> **ПИСЬМЕННОЕ ЗАДАНИЕ**
Воспроизведите дословно весь приведённый ниже текст о Надежде Яковлевне Мандельштам.

> **ФРАГМЕНТ ДОКУМЕНТА**
/---
«Имеет право быть пристрастной»
Незадолго до Нового Года в «Мемориале» открылась выставка «Осип Мандельштам. Конец пути». Мы публикуем воспоминания Ирины Щербаковой о жене поэта, Надежде Яковлевне Мандельштам и приглашаем всех посетить экспозицию в здании на Каретном.
Не могу вспомнить, когда я в первый раз увидела Надежду Яковлевну, вероятно, в году 1969-70-м, когда еще училась в университете. Я бывала у нее вместе с родителями и младшей сестрой и одна, когда нужно было чем-то помочь или НЯ просто меня звала. Приезжала она и к нам домой.
Иногда пишут, что у нее было что-то вроде салона. Если бы мне кто-нибудь в, то время сказал, что у НЯ – салон, это показалось бы смешным. Салон я представляла себе совершенно иначе. Вот про Лилю Брик, у которой я тоже бывала с родителями, — и дома, и на даче, — можно было сказать, что у нее салон, но уж никак не про кухню НЯ, где она почти всегда лежала в халате на диванчике. Конечно, к ней постоянно приходили разные люди, но так бывало в те годы во многих домах, в том числе и у моих родителей. На эту кухню приходили ради НЯ, а не светского общения друг с другом.
\---
> **ПРЕДСТАВЛЕННЫЕ ДАННЫЕ**
/---
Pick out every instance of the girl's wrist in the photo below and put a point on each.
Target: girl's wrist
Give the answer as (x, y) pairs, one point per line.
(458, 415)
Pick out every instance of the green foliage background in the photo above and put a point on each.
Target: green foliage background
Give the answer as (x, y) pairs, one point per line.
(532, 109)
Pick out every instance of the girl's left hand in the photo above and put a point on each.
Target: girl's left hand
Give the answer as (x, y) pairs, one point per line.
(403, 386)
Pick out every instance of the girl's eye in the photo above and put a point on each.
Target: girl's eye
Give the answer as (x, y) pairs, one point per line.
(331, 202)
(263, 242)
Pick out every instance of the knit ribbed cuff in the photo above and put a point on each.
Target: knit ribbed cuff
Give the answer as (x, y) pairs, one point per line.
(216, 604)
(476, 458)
\---
> **ОЖИДАЕМЫЙ ОТВЕТ**
«Имеет право быть пристрастной»
Незадолго до Нового Года в «Мемориале» открылась выставка «Осип Мандельштам. Конец пути». Мы публикуем воспоминания Ирины Щербаковой о жене поэта, Надежде Яковлевне Мандельштам и приглашаем всех посетить экспозицию в здании на Каретном.
Не могу вспомнить, когда я в первый раз увидела Надежду Яковлевну, вероятно, в году 1969-70-м, когда еще училась в университете. Я бывала у нее вместе с родителями и младшей сестрой и одна, когда нужно было чем-то помочь или НЯ просто меня звала. Приезжала она и к нам домой.
Иногда пишут, что у нее было что-то вроде салона. Если бы мне кто-нибудь в, то время сказал, что у НЯ – салон, это показалось бы смешным. Салон я представляла себе совершенно иначе. Вот про Лилю Брик, у которой я тоже бывала с родителями, — и дома, и на даче, — можно было сказать, что у нее салон, но уж никак не про кухню НЯ, где она почти всегда лежала в халате на диванчике. Конечно, к ней постоянно приходили разные люди, но так бывало в те годы во многих домах, в том числе и у моих родителей. На эту кухню приходили ради НЯ, а не светского общения друг с другом.